**TASK REQUIREMENTS:**
Can you rewrite the records from the line with "Note: for every instance of the stone block" up to and including the line with "[[208, 149]]" as a two-column CSV with the headers instruction and points? Give one row per record, with each field in quotes and any line breaks turned into spaces.
◆ ◆ ◆ ◆ ◆ ◆ ◆
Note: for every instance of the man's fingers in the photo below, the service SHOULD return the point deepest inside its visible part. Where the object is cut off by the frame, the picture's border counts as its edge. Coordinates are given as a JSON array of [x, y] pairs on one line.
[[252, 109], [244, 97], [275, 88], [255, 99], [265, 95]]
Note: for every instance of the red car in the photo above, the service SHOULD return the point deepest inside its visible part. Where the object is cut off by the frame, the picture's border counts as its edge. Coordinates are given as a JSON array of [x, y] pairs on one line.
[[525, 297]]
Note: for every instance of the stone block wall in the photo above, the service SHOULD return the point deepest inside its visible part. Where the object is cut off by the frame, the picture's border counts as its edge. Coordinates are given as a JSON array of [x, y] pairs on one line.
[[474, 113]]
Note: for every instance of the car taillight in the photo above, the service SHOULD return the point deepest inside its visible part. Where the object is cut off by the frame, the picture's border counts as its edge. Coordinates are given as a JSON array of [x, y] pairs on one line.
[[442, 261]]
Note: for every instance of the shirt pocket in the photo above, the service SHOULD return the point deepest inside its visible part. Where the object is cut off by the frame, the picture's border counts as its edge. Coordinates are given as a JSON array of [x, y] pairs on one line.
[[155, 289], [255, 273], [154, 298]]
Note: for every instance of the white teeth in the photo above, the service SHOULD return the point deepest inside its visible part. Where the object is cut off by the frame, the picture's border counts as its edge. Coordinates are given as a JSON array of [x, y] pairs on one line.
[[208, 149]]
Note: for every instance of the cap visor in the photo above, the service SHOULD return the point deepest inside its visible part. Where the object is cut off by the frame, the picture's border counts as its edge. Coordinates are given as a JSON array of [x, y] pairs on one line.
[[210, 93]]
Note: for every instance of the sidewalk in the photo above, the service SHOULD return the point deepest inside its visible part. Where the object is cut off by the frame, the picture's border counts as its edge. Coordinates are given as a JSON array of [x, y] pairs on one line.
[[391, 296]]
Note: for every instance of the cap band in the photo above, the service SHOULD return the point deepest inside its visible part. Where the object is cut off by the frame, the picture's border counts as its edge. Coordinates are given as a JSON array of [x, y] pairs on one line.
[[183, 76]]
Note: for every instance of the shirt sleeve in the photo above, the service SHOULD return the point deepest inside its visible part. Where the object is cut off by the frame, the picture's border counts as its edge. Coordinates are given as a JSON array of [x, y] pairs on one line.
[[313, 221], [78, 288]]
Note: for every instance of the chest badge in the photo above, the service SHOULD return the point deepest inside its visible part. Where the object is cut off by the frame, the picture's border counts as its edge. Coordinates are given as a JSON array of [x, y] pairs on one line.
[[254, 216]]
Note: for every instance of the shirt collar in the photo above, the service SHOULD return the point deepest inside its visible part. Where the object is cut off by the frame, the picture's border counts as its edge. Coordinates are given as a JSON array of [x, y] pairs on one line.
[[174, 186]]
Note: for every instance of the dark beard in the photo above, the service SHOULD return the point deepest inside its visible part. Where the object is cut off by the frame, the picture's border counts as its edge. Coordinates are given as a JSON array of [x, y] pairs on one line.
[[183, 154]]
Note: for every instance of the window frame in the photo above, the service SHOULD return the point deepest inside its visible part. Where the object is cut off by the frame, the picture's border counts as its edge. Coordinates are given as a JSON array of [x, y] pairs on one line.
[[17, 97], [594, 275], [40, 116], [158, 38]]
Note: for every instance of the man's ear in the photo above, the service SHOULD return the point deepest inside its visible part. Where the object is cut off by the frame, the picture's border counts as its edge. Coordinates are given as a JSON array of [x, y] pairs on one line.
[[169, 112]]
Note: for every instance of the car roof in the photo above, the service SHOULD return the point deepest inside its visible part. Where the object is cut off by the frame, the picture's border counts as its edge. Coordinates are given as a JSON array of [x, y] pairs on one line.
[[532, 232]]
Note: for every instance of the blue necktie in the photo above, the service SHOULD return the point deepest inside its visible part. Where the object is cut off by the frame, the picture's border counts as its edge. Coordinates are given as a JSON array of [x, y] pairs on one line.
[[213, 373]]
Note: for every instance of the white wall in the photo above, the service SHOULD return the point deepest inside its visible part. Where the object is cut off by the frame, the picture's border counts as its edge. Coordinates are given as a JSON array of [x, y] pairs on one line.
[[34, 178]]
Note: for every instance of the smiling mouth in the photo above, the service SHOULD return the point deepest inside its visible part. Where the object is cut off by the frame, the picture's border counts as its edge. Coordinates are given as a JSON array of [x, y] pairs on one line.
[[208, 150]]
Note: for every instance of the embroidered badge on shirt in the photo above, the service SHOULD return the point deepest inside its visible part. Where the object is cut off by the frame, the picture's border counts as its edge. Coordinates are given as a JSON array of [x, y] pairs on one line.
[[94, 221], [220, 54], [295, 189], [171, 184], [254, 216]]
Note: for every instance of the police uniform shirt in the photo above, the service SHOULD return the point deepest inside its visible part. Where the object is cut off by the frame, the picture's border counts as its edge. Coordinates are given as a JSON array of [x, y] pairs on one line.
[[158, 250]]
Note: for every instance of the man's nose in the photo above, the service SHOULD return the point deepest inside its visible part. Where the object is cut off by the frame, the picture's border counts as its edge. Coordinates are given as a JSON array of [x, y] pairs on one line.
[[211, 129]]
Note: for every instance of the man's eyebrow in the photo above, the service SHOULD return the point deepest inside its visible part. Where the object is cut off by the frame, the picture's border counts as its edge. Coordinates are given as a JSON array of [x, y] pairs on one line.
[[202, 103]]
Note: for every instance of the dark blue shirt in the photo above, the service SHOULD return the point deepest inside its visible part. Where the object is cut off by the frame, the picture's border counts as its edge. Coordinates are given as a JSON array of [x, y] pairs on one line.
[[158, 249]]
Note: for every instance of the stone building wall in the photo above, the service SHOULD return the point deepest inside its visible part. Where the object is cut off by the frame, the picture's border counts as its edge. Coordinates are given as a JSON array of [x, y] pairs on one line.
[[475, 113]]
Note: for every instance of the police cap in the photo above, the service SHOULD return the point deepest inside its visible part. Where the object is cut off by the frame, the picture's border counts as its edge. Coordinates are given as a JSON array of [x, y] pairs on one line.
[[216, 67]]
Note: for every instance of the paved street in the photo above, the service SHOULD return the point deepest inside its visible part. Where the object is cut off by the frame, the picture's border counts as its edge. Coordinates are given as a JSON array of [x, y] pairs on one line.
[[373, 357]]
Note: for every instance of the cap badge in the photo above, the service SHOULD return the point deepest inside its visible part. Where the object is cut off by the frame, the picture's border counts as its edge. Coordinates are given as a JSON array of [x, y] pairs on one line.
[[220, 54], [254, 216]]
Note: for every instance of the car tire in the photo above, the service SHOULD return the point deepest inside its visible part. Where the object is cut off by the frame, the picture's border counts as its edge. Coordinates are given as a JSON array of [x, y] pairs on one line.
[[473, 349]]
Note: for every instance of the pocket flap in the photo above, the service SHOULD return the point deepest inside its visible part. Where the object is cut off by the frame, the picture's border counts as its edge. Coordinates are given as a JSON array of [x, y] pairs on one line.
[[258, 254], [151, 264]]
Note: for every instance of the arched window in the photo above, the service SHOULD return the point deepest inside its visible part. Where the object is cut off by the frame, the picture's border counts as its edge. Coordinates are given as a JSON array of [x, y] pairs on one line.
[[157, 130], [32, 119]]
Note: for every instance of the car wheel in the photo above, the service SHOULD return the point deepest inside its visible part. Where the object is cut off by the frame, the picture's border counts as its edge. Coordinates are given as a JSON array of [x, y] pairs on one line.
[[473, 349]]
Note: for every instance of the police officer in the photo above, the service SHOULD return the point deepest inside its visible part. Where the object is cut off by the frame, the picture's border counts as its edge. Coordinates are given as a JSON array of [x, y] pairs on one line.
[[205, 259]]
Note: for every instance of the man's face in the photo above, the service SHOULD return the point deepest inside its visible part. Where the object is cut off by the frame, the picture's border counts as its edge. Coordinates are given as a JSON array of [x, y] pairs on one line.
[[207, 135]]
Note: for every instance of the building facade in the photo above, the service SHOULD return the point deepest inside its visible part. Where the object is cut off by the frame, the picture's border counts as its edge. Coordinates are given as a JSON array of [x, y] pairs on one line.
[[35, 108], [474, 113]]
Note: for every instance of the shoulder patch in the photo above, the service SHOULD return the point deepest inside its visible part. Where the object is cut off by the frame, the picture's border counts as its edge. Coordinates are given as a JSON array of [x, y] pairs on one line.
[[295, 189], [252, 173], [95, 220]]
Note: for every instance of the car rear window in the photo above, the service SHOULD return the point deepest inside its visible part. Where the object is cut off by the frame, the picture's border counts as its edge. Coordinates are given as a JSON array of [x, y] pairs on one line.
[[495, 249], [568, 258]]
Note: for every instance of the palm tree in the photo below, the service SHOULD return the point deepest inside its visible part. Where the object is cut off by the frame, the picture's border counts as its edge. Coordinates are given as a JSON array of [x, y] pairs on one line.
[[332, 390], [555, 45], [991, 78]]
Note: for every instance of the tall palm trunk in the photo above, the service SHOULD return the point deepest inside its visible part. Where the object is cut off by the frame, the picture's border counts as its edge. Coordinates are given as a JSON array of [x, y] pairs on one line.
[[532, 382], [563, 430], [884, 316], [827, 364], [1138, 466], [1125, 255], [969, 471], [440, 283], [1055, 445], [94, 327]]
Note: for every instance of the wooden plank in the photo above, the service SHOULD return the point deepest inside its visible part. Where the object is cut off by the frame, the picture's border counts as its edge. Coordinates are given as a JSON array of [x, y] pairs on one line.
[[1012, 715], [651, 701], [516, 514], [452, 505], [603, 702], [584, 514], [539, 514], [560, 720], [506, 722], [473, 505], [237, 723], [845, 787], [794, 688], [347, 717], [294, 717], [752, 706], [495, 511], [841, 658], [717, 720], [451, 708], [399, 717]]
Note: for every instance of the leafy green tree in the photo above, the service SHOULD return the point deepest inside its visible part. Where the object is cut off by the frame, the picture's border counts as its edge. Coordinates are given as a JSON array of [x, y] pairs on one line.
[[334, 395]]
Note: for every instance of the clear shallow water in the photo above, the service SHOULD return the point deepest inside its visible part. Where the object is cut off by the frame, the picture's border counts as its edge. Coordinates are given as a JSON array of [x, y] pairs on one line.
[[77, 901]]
◆ ◆ ◆ ◆ ◆ ◆ ◆
**RESPONSE TO THIS EXERCISE:**
instruction,points
"Note: for every instance of the stone block wall in the photo above, the service SHOULD return the point deepest inside its visible part. Where the object is cut off by the frame, the picture's border counts as its edge. Coordinates are given as a JSON array of [x, y] pairs on one line.","[[474, 113]]"
"Note: for every instance of the car taillight in the photo above, the service SHOULD return the point deepest inside its visible part. Where the object is cut off by the frame, the picture's border counts as its edge. Coordinates are given as a JSON array of [x, y] pairs on one line.","[[442, 261]]"
"Note: for every instance of the shirt pocket in the photo above, the service SHOULD return the point deepest inside its visible part. Where the object is cut off by the frame, the picture's border counts as its edge. Coordinates are given as a JSON array of [x, y] pairs on one line.","[[155, 289], [255, 273], [154, 298]]"
"Note: for every instance of the white teeth in the photo above, the service SHOULD return the point deepest inside its visible part. Where the object is cut off by the frame, the picture's border counts as its edge. Coordinates are given as a JSON array of [x, y] pairs on one line.","[[208, 149]]"